[Start of Document]

In one or more embodiments, a controller to operate making and distributing of a low sulfur marine bunker fuel oil composition that has an increased initial compatibility and longer term stability is disclosed. The controller may include one or more processors and memory to store instructions. The one or more processors may execute the instructions stored in the memory. The instructions may, when executed via the one or more processors, select a resid that has a paraffinic content of at least 35% by weight and/or an aromatic content of less than about 50% by weight. The instructions may, when executed via the one or more processors, select a first slurry oil having an aromatic content of greater than about 65% or 70% aromatic content. The instructions may, when executed via the one or more processors, select a second slurry oil having an aromatic content less than the aromatic content of the second slurry oil. In response to a selection of the first slurry oil and the second slurry oil, the instructions, when executed by the one or more processors, may initiate transportation of the first slurry oil and the second slurry oil to a blend tank. Upon reception of the first slurry oil and the second slurry oil by the blend tank, the instructions may, when executed via the one or more processors, initiate blending of the first slurry oil and the second slurry oil for a length of time.

[End of Document]

### What this exercise asks
- A) In the marine fuel oil passage, what minimum paraffinic content must the selected resid have?
- B) Carry the marine fuel oil passage forward from its final sentence with a few more sentences in the same style.

[Start of Data rows]

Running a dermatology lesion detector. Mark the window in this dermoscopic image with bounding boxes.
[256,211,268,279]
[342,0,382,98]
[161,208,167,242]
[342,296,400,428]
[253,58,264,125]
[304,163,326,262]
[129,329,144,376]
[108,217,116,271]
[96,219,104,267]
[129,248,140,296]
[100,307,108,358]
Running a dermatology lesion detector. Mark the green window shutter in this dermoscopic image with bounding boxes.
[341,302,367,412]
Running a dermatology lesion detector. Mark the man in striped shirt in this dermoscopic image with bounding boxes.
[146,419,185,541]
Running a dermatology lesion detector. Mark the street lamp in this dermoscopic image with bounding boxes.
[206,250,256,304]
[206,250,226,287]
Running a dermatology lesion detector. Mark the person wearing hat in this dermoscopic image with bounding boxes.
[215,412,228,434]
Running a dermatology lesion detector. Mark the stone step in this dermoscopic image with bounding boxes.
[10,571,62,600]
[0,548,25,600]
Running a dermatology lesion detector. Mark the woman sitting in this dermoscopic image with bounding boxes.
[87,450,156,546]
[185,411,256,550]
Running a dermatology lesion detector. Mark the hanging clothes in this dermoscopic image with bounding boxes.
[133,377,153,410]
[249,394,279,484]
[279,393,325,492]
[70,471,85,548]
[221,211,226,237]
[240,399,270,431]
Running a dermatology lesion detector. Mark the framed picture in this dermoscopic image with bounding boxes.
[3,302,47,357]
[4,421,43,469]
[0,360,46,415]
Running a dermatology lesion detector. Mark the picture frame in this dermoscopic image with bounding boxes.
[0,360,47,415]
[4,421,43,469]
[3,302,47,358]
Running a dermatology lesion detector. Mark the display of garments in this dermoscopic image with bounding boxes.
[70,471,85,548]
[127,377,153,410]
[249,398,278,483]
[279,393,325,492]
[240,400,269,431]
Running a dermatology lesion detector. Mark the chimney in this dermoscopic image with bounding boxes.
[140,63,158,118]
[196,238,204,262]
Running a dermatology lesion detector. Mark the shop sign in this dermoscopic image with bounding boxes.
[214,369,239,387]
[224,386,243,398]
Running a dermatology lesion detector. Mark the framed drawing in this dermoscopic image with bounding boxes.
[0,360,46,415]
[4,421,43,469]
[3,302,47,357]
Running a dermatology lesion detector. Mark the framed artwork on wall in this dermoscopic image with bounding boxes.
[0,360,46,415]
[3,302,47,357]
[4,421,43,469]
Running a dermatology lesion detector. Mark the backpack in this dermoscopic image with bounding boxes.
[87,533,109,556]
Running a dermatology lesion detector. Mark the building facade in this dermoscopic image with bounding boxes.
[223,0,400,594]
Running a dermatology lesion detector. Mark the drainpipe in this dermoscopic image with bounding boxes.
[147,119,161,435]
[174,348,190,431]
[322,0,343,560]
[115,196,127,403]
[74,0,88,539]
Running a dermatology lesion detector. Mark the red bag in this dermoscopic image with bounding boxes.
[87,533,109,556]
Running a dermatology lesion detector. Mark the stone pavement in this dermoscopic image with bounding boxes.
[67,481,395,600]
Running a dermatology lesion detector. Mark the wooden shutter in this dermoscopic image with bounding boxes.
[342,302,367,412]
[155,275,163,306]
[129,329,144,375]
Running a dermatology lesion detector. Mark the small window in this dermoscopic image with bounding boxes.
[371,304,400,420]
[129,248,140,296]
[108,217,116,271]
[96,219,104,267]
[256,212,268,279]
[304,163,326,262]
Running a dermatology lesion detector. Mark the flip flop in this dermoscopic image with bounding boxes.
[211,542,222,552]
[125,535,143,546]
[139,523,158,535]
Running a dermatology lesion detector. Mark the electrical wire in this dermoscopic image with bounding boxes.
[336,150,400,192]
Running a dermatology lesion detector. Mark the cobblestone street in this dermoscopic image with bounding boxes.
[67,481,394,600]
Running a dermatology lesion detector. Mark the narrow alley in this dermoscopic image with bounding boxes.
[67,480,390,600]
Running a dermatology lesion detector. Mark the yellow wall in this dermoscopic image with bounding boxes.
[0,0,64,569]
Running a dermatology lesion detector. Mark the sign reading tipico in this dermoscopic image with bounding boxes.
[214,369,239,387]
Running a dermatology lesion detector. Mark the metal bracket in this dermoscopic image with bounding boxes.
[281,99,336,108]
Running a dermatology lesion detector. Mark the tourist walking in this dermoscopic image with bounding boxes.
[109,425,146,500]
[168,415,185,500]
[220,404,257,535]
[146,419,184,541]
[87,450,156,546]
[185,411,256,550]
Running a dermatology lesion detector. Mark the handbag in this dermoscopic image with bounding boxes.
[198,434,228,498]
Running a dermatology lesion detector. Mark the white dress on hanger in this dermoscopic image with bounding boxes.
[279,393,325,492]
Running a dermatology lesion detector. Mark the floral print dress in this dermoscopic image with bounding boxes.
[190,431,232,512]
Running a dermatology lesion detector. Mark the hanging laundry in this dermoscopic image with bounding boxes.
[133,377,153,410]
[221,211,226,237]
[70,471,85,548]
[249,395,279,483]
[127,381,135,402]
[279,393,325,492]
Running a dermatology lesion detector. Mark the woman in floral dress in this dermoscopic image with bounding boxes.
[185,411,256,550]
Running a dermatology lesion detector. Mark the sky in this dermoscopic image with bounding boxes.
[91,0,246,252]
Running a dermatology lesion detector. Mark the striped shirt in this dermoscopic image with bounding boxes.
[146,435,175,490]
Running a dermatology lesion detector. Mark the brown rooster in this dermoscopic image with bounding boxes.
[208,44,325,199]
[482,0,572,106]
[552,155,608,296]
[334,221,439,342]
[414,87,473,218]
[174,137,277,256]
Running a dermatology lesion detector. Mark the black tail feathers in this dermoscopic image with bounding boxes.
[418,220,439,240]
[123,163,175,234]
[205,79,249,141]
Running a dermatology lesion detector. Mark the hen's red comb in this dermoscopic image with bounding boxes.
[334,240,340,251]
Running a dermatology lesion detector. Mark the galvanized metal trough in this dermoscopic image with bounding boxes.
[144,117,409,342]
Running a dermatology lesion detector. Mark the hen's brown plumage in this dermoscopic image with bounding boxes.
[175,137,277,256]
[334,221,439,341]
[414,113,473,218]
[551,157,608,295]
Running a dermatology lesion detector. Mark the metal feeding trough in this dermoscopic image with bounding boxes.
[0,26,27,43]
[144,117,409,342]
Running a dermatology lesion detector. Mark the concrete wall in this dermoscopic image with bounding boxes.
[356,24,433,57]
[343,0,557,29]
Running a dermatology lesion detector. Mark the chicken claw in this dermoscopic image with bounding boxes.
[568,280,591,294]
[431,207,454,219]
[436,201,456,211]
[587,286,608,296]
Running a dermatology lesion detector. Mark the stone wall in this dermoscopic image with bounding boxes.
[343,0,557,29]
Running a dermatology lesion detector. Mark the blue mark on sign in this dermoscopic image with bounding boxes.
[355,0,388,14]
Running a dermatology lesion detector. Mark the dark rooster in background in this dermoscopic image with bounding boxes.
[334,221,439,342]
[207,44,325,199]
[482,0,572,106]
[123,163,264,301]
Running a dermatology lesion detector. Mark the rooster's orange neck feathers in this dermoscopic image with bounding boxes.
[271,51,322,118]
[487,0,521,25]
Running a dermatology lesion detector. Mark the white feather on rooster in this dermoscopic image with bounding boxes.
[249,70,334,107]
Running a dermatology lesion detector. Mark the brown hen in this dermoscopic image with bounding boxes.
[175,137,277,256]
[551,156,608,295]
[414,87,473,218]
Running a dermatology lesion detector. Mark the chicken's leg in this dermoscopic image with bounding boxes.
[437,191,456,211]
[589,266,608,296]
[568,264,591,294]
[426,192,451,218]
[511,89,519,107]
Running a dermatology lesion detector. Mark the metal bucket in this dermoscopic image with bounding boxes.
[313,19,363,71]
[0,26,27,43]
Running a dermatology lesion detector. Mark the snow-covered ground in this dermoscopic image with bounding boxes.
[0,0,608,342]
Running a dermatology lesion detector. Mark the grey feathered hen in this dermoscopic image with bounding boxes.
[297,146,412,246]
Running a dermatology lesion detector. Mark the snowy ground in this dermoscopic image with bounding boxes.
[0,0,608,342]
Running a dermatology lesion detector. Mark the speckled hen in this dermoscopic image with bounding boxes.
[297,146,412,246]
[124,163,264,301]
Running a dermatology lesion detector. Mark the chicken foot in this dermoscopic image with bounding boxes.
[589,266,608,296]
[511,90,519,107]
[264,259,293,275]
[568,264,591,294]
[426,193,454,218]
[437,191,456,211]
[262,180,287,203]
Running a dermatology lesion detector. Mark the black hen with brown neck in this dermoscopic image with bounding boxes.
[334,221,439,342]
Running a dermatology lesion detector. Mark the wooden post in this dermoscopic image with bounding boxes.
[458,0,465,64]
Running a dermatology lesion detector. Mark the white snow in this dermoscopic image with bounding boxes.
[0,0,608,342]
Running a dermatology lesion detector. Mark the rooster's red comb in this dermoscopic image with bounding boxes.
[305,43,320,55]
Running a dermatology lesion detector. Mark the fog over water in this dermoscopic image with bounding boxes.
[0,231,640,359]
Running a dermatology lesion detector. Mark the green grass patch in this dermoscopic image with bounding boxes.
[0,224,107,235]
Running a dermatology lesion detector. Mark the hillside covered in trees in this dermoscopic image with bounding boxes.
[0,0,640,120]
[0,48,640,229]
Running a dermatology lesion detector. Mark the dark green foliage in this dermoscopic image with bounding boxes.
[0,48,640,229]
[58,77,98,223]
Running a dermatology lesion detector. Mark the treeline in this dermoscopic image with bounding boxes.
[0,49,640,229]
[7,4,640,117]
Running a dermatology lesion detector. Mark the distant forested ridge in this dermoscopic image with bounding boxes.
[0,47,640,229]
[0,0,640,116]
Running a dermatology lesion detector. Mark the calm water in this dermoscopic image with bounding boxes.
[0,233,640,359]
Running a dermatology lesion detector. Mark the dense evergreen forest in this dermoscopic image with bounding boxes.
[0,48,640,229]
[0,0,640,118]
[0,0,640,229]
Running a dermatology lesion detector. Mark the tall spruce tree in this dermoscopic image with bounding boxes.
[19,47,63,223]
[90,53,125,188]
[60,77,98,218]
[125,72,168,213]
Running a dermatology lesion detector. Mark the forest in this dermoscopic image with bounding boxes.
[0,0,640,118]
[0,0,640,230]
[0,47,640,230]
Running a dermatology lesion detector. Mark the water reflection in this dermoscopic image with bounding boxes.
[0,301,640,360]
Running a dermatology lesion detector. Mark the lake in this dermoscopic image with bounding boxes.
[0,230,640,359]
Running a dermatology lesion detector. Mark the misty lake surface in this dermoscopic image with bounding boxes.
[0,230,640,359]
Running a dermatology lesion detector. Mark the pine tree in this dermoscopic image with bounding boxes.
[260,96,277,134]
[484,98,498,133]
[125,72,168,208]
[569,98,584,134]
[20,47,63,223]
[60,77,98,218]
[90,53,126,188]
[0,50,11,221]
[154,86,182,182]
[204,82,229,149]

[End of Data rows]

### Results by task
- A) At least 35% by weight.

- B)
After the length of time, the controller may determine whether a correct percentage of aromatics exists in the mixture or at least one component of the mixture is at the correct aromatic content relative to the aromatic content of the resid. In response to a determination that the mixture does not have a correct percentage of aromatics or at least one component of the mixture is not at the correct aromatic content, the instructions may, when executed by the one or more processors, select another slurry oil at another aromatic content. The instructions may, when executed by the one or more processors, initiate transportation of the another slurry oil to the blend tank. Upon reception of the another slurry oil in the blend, the instructions may, when executed by the one or more processors, initiate blending for a length of time. In response to a determination that the mixture is at the correct percentage of aromatics or at least one component of the mixture is at the correct aromatic content, the instructions may, when executed by the one or more processors, initiate transport of the resid to the blend tank. The instructions may, when executed by one or more processors, initiate the blending of the resid with the mixture in the blend tank. After another length of time, the instructions may, when executed by the one or more processors, initiate the pumping of the mixture from the blend tank through a pipeline.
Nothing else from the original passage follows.